- _OPDRACHT 1_
Zet de regels uit de records om in een Markdown-tabel met de kolommen "Nummer" en "Recordregel". Begin bij de regel met "For the pointing benchmark, tag the cactus spine", ga door tot en met het einde van de records en laat lege regels weg.

- _GEGEVEN TEKST_
Op 29 maart 2018 is de zaak ter terechtzitting van deze rechtbank behandeld. Hierbij zijn verschenen: de advocaat van verzoeker, alsmede mr. J.A.M. van der Klis namens de IND. Van zowel de zijde van verzoeker als van de IND zijn pleitnotities overgelegd.
De officier van justitie heeft schriftelijk medegedeeld geen behoefte te hebben aan het bijwonen van de mondelinge behandeling.

Verzoek en het standpunt van de IND en de officier van justitie

Het verzoekschrift strekt tot vaststelling van het Nederlanderschap van verzoeker.
De IND concludeert tot afwijzing van het verzoek.
De officier van justitie heeft bij brief van 15 december 2017 medegedeeld zich aan te sluiten bij het standpunt van de IND.

Feiten

­ Verzoeker is geboren op [geboortedatum] te [geboorteplaats] (Iran). Hij had de Iraanse nationaliteit. In 1989 is verzoeker naar Nederland gekomen.
­ Bij Koninklijk Besluit van 21 september 1995 is aan verzoeker de Nederlandse nationaliteit verleend door naturalisatie.
­ Bij brief van 11 november 2012 heeft verzoeker de IND verzocht om hem een bewijs van toelating als vluchteling toe te sturen. In de brief staat vermeld dat hij dit bewijs opvraagt in het kader van zijn geplande terugkeer naar Iran, met behulp van het Nederlands Migratie Instituut, zodat hij een aanvraag in het kader van de remigratiewet kan doen. Bij brieven van 15 november 2012 en 31 januari 2013 heeft hij dat verzoek herhaald.

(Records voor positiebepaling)
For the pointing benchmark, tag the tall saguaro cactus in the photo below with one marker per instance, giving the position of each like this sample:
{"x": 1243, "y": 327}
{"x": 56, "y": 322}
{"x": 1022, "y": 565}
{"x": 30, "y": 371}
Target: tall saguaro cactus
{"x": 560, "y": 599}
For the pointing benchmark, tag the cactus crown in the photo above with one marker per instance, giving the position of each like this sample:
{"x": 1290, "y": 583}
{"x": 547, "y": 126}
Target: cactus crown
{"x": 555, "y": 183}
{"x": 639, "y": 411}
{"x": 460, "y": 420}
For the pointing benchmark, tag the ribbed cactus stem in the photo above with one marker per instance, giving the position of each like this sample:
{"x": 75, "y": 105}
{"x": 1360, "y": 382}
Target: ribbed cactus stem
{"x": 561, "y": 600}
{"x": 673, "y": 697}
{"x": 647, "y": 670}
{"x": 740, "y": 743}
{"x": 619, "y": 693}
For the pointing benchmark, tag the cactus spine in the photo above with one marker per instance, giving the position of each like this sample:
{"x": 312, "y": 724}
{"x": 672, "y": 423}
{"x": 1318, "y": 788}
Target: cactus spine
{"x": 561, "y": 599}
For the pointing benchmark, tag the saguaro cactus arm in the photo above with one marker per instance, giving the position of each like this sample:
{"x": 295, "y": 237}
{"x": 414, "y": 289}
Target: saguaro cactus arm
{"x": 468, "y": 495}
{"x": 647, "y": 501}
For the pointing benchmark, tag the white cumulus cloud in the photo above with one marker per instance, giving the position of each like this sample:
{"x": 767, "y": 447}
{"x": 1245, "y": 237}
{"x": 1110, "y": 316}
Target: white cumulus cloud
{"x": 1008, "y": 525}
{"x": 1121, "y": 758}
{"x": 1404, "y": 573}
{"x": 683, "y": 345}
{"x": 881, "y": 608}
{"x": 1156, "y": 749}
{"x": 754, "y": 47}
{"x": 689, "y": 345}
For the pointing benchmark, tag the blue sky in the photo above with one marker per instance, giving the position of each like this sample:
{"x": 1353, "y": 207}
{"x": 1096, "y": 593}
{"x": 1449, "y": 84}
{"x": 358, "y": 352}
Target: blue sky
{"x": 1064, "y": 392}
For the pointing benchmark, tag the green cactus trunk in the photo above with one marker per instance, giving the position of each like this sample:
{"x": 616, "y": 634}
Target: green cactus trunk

- _OPDRACHT 2_
Neem uit de gegeven tekst letterlijk het stuk over dat begint bij de woorden "De officier van justitie heeft schriftelijk" en stop na "van de IND.".

- _EINDANTWOORD 1_
| Nummer | Recordregel |
|---|---|
| 1 | For the pointing benchmark, tag the cactus spine in the photo above with one marker per instance, giving the position of each like this sample: |
| 2 | {"x": 312, "y": 724} |
| 3 | {"x": 672, "y": 423} |
| 4 | {"x": 1318, "y": 788} |
| 5 | Target: cactus spine |
| 6 | {"x": 561, "y": 599} |
| 7 | For the pointing benchmark, tag the saguaro cactus arm in the photo above with one marker per instance, giving the position of each like this sample: |
| 8 | {"x": 295, "y": 237} |
| 9 | {"x": 414, "y": 289} |
| 10 | Target: saguaro cactus arm |
| 11 | {"x": 468, "y": 495} |
| 12 | {"x": 647, "y": 501} |
| 13 | For the pointing benchmark, tag the white cumulus cloud in the photo above with one marker per instance, giving the position of each like this sample: |
| 14 | {"x": 767, "y": 447} |
| 15 | {"x": 1245, "y": 237} |
| 16 | {"x": 1110, "y": 316} |
| 17 | Target: white cumulus cloud |
| 18 | {"x": 1008, "y": 525} |
| 19 | {"x": 1121, "y": 758} |
| 20 | {"x": 1404, "y": 573} |
| 21 | {"x": 683, "y": 345} |
| 22 | {"x": 881, "y": 608} |
| 23 | {"x": 1156, "y": 749} |
| 24 | {"x": 754, "y": 47} |
| 25 | {"x": 689, "y": 345} |
| 26 | For the pointing benchmark, tag the blue sky in the photo above with one marker per instance, giving the position of each like this sample: |
| 27 | {"x": 1353, "y": 207} |
| 28 | {"x": 1096, "y": 593} |
| 29 | {"x": 1449, "y": 84} |
| 30 | {"x": 358, "y": 352} |
| 31 | Target: blue sky |
| 32 | {"x": 1064, "y": 392} |
| 33 | For the pointing benchmark, tag the green cactus trunk in the photo above with one marker per instance, giving the position of each like this sample: |
| 34 | {"x": 616, "y": 634} |
| 35 | Target: green cactus trunk |

- _EINDANTWOORD 2_
De officier van justitie heeft schriftelijk medegedeeld geen behoefte te hebben aan het bijwonen van de mondelinge behandeling.

Verzoek en het standpunt van de IND en de officier van justitie

Het verzoekschrift strekt tot vaststelling van het Nederlanderschap van verzoeker.
De IND concludeert tot afwijzing van het verzoek.
De officier van justitie heeft bij brief van 15 december 2017 medegedeeld zich aan te sluiten bij het standpunt van de IND.